LISTED ENTRIES Block Start

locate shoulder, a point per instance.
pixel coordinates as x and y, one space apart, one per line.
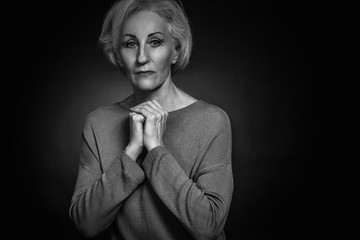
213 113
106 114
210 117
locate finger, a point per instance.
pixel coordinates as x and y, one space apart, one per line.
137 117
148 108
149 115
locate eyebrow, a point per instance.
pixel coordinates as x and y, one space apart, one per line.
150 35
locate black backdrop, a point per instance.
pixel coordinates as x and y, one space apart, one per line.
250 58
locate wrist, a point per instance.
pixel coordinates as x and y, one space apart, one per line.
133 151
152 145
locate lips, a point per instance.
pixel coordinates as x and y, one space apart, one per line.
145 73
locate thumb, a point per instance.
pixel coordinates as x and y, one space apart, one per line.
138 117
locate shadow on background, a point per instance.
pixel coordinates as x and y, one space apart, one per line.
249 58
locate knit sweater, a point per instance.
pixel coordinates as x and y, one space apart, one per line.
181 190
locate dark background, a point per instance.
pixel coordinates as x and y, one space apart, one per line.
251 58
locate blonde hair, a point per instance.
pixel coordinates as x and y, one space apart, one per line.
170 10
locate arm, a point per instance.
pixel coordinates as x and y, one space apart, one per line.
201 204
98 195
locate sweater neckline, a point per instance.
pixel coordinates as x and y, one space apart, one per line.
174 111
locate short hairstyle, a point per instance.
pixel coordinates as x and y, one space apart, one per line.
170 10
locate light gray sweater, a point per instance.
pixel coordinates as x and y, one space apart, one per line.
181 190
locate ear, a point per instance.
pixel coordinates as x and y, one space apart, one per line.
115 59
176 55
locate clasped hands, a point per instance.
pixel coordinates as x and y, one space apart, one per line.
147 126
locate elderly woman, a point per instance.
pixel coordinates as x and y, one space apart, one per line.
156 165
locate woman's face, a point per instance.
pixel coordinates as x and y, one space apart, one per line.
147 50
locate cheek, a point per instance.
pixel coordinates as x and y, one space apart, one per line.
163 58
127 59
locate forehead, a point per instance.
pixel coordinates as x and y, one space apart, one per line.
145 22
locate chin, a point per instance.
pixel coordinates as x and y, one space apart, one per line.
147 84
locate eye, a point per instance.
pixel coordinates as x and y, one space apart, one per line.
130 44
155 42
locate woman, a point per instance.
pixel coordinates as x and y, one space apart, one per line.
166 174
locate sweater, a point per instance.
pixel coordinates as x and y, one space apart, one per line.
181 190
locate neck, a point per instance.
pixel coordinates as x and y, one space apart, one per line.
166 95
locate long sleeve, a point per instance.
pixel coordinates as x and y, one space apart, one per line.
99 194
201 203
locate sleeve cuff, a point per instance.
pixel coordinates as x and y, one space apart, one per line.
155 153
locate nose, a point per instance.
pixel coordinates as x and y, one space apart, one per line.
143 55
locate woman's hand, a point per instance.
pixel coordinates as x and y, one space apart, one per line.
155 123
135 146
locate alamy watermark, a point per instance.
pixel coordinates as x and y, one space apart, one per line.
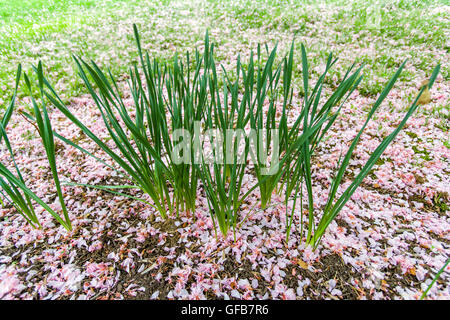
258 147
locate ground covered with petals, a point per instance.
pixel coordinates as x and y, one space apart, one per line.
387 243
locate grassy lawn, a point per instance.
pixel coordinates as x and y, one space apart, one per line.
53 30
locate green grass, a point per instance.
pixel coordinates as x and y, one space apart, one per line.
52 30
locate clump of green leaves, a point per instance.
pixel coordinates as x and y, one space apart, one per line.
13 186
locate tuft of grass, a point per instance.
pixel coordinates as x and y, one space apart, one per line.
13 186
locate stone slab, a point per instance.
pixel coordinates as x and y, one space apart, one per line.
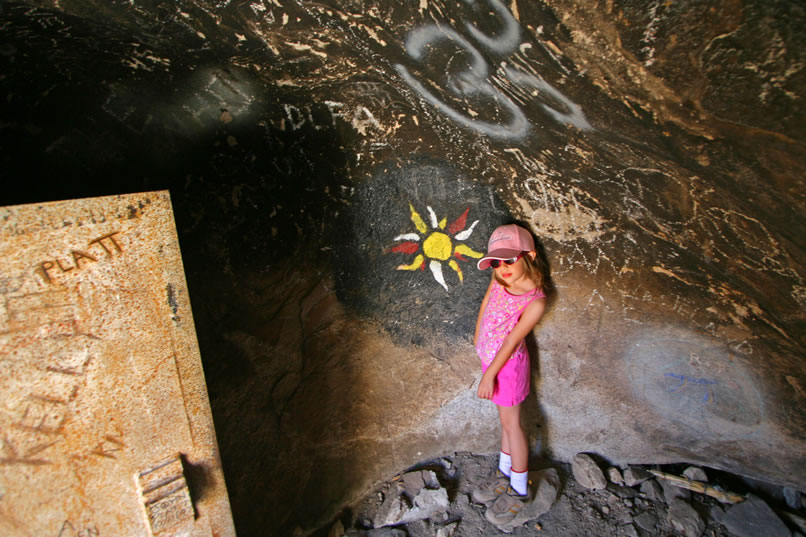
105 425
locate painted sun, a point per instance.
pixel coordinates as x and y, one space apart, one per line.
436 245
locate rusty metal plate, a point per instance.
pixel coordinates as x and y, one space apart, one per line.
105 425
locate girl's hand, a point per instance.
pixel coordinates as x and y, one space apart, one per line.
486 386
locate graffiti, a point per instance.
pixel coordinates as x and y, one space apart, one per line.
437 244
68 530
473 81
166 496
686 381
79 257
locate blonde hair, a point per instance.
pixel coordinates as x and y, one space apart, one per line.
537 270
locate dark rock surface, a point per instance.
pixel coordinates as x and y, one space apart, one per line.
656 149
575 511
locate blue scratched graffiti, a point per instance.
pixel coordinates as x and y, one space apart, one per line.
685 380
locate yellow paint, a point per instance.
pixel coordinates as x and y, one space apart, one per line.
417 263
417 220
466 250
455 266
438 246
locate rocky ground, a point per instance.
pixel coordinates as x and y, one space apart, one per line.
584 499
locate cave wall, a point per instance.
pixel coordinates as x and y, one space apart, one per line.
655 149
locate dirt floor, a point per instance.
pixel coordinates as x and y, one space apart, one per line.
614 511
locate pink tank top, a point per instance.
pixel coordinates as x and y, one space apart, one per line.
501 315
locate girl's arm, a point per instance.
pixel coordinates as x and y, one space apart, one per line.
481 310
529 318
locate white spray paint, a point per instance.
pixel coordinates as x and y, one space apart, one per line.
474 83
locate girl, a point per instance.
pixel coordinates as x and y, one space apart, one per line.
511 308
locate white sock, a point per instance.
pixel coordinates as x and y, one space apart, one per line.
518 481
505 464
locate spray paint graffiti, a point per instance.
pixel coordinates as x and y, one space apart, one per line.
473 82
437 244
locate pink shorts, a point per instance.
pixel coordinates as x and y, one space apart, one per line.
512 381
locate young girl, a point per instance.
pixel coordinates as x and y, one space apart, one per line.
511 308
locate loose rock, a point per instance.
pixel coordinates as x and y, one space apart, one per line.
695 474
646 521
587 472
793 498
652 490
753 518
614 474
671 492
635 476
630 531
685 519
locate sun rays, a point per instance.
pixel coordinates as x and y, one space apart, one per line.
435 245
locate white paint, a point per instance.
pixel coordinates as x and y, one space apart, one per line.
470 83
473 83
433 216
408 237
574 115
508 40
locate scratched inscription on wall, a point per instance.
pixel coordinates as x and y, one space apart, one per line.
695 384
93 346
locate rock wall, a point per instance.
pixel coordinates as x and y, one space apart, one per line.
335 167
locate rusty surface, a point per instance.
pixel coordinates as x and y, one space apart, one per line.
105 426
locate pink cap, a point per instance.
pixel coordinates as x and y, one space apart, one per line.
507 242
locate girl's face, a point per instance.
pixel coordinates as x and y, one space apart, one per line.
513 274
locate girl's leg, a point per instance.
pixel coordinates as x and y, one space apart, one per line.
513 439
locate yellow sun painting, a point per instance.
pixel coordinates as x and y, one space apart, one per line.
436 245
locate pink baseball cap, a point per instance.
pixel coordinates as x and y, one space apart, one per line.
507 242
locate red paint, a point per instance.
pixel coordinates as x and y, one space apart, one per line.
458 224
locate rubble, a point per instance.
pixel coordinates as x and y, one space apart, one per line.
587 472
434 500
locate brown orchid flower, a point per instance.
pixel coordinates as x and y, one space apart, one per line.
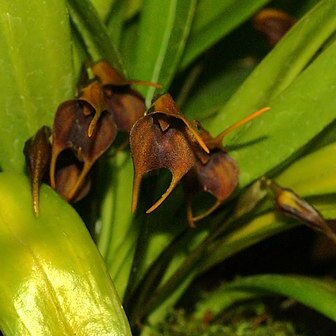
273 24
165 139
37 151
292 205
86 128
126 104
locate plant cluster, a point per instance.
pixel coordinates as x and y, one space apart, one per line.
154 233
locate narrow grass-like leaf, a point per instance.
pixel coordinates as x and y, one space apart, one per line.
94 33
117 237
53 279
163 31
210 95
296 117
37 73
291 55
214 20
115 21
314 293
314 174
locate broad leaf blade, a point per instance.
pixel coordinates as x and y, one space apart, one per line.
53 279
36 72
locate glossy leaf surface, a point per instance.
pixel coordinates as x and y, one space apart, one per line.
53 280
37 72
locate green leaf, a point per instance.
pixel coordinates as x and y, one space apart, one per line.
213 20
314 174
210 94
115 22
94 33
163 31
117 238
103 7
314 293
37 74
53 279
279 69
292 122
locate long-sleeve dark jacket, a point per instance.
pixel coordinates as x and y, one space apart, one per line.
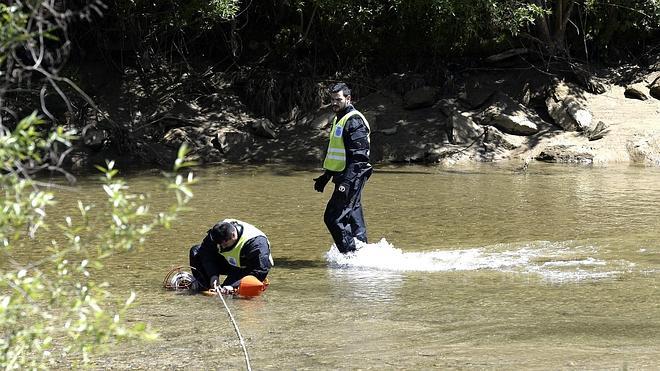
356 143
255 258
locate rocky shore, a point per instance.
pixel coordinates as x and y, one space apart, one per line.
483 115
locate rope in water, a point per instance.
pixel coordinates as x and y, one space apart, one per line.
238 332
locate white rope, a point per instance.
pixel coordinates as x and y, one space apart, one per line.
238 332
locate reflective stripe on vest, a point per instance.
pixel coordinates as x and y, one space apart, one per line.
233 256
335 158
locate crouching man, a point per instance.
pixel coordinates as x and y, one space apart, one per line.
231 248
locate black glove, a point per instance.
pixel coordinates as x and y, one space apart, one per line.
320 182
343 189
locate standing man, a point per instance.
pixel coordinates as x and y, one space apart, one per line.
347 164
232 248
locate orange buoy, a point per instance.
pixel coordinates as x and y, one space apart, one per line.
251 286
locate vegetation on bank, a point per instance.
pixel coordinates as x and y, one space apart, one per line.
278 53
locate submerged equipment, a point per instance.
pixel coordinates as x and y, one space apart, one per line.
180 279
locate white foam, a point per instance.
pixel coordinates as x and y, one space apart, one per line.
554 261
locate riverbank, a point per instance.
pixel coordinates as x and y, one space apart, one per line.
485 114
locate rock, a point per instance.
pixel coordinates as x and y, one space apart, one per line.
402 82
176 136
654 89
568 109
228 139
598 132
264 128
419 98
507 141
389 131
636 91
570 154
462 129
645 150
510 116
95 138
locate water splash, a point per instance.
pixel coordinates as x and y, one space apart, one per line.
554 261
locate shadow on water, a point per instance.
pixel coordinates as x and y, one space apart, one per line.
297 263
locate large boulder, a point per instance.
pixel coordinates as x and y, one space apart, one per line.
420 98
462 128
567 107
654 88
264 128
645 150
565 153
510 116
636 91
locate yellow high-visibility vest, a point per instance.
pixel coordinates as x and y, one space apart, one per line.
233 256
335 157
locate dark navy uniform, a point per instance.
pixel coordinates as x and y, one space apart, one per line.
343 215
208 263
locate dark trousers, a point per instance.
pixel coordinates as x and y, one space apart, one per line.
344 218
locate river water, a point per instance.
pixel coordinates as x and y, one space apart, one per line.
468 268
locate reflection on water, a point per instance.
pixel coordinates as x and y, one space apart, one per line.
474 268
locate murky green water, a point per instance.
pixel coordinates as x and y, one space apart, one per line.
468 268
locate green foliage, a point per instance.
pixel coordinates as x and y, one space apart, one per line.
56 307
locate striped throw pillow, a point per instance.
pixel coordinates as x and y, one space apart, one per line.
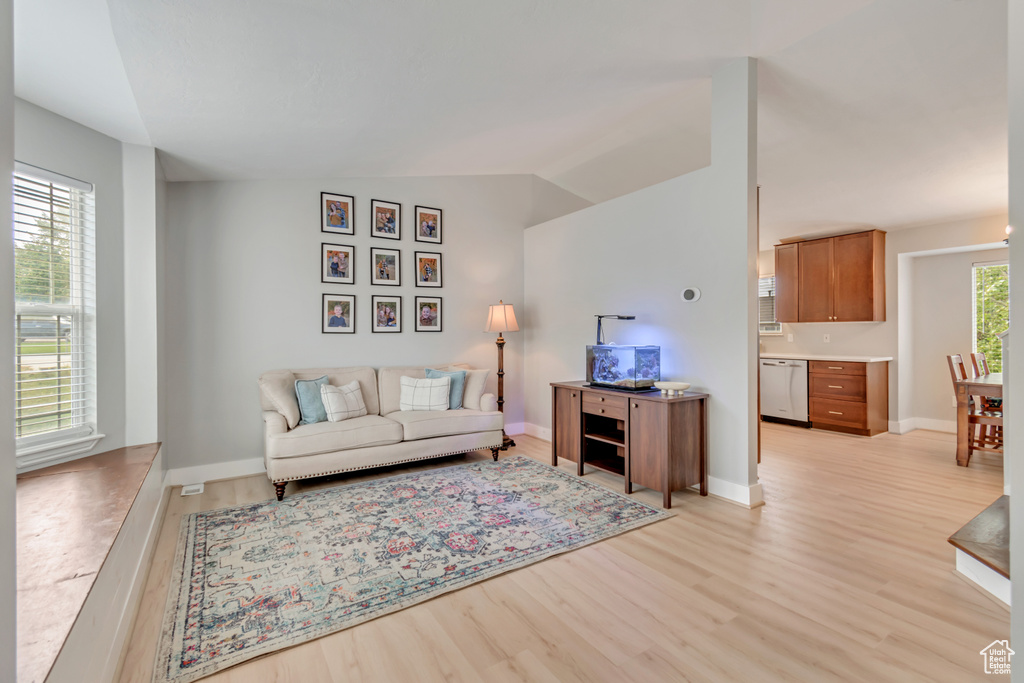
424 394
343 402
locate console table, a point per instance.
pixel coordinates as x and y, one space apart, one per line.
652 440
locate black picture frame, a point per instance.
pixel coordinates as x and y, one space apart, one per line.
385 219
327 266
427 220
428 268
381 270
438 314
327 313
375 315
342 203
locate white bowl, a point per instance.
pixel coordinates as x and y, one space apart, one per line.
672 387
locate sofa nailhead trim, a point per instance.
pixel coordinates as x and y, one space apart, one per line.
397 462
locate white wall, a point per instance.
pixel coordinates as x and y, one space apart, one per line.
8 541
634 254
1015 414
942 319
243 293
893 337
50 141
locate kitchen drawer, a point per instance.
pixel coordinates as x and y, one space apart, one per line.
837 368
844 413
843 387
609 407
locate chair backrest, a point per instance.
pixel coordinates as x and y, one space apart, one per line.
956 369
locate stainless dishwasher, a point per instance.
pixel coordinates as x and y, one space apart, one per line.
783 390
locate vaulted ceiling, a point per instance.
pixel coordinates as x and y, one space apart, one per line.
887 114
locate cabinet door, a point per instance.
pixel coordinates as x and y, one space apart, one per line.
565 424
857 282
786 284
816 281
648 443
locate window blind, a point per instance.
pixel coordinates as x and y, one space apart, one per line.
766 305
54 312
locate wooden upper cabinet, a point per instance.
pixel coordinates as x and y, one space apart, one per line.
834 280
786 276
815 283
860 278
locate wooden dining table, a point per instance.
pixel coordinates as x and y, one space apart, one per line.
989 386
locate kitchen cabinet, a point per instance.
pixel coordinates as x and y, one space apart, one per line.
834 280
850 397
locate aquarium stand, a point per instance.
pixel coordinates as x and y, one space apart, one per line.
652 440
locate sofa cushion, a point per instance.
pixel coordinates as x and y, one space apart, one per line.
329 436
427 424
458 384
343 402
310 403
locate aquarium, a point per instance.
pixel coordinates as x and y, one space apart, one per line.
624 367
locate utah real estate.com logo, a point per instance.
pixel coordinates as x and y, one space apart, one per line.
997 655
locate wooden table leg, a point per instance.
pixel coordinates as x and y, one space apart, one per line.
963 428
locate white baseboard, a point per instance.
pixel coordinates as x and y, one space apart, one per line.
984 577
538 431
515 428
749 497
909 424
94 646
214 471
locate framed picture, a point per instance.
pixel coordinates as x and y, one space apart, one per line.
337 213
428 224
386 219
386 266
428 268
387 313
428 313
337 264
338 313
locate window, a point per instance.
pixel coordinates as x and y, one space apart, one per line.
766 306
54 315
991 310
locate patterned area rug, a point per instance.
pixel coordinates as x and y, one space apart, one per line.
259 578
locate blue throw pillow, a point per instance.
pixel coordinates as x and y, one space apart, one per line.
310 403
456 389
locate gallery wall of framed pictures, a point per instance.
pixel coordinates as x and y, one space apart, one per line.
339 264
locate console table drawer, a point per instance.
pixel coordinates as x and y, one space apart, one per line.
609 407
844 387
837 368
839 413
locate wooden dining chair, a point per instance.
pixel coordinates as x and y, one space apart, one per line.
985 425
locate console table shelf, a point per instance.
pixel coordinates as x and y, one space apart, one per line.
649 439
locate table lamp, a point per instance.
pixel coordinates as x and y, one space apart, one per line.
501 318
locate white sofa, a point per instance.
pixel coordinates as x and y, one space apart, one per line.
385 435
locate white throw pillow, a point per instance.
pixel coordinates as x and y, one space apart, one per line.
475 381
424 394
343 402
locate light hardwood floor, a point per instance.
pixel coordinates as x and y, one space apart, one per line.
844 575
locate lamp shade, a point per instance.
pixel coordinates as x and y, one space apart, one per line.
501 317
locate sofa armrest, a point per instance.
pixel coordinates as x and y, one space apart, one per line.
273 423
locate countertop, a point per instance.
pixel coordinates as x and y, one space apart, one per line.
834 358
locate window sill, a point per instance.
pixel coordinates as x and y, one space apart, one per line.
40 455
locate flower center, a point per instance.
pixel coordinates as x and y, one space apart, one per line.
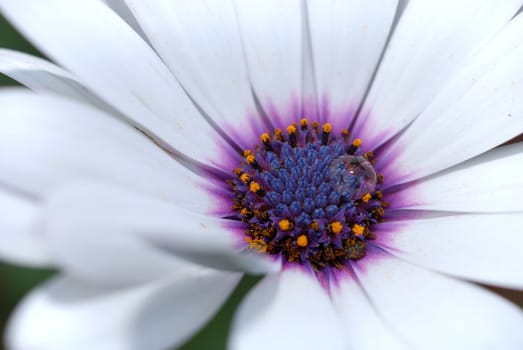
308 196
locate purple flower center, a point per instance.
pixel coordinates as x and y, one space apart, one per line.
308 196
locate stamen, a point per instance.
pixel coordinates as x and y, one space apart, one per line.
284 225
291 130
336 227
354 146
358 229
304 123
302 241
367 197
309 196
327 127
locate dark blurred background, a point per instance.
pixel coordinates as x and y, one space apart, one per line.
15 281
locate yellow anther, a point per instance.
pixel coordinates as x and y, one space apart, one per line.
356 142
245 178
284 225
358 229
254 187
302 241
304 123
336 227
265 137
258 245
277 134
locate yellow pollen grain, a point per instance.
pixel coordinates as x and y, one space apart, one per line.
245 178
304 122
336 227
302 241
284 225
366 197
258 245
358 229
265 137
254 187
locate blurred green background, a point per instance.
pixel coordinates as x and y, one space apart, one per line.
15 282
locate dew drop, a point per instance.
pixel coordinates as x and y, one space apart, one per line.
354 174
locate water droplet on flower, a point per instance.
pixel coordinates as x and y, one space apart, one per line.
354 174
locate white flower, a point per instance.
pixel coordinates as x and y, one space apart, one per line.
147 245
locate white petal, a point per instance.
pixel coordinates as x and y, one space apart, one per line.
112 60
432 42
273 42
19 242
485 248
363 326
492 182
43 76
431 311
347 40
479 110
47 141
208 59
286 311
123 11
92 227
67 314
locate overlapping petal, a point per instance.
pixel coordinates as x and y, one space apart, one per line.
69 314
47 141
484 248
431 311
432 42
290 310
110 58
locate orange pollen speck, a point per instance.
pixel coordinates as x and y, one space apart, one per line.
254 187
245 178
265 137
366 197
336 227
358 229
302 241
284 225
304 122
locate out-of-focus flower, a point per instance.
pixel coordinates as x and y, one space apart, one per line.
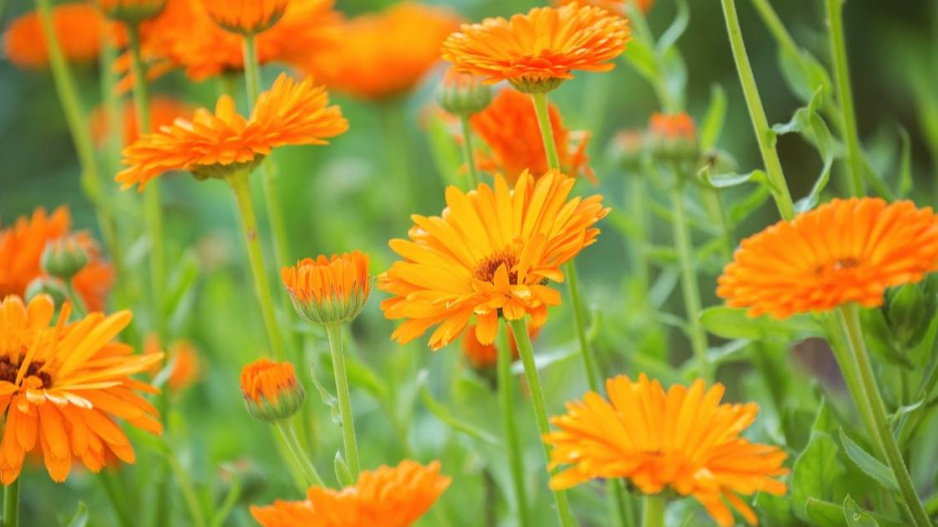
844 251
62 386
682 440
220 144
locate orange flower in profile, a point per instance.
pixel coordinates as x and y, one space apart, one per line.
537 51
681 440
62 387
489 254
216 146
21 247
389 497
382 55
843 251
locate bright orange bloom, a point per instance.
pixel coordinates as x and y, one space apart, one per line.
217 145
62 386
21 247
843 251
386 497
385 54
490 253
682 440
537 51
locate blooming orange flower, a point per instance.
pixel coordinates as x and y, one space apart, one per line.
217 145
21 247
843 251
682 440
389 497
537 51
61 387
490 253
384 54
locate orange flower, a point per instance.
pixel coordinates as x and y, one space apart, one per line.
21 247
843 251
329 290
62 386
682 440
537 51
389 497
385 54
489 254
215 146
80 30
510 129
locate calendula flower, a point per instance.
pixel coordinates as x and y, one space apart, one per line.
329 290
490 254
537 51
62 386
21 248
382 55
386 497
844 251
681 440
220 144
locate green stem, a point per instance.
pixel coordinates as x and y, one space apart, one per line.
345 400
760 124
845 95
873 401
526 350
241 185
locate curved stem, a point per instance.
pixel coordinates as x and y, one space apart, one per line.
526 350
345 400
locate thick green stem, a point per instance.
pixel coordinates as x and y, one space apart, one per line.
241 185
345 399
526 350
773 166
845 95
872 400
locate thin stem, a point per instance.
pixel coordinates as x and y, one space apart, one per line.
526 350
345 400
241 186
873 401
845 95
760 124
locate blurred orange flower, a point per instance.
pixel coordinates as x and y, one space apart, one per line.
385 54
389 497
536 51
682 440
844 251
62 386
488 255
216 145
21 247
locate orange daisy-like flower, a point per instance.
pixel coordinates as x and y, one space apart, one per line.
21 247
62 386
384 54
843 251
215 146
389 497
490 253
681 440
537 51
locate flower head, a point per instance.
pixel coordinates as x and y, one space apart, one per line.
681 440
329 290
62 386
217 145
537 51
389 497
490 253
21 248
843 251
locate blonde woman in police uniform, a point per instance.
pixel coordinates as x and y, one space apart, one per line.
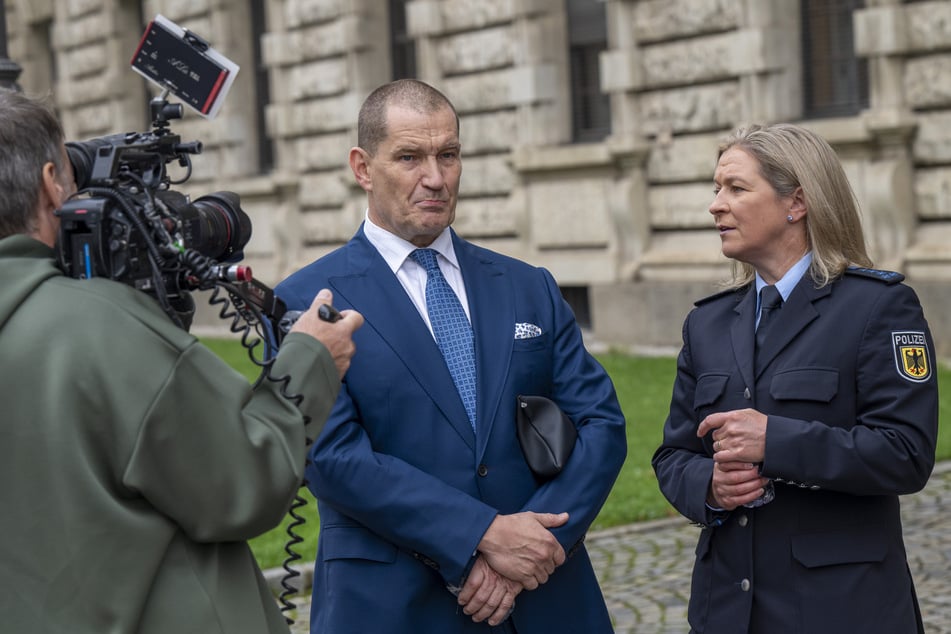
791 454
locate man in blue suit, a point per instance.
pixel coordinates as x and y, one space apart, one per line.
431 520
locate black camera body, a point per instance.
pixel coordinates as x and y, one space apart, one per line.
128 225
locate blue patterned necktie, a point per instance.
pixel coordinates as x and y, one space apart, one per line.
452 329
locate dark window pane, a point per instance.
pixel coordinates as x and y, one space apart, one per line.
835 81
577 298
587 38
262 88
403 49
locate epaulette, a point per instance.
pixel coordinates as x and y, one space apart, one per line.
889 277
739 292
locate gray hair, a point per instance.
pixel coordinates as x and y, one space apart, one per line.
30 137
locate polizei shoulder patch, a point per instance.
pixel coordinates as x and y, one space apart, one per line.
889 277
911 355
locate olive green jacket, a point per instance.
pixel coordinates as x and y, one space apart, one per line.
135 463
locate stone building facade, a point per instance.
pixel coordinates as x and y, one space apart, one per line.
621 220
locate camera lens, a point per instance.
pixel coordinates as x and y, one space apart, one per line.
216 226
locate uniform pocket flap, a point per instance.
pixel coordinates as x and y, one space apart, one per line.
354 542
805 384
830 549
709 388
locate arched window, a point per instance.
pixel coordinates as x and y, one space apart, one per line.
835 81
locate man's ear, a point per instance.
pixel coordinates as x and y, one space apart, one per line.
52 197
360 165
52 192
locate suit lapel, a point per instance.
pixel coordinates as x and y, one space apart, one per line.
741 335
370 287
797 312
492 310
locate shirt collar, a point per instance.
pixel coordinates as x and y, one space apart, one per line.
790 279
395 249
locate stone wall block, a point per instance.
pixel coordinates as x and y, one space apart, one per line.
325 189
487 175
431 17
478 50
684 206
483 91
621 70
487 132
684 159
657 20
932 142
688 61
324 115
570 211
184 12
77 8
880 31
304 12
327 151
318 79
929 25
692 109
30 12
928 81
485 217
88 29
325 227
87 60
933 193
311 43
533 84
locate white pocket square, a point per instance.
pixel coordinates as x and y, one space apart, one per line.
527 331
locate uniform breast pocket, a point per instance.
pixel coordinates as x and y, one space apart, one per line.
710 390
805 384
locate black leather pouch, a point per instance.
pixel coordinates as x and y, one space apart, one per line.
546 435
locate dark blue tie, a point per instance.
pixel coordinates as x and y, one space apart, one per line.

LISTED ENTRIES Block End

> EXERCISE INSTRUCTIONS
In the entries above, find the line with "locate white sock, a point per instance." and the line with "locate pink shorts, a point per instance.", then restate word for word both of them and every line between, with nothing more.

> WRITTEN ANSWER
locate white sock, a point per instance.
pixel coordinates as x and y, one space apart, one per line.
518 481
505 464
locate spray paint graffiti, a point per instance.
pixel coordinates as x and y, one space apart, one per line.
473 82
437 244
locate pink shorts, a point per instance.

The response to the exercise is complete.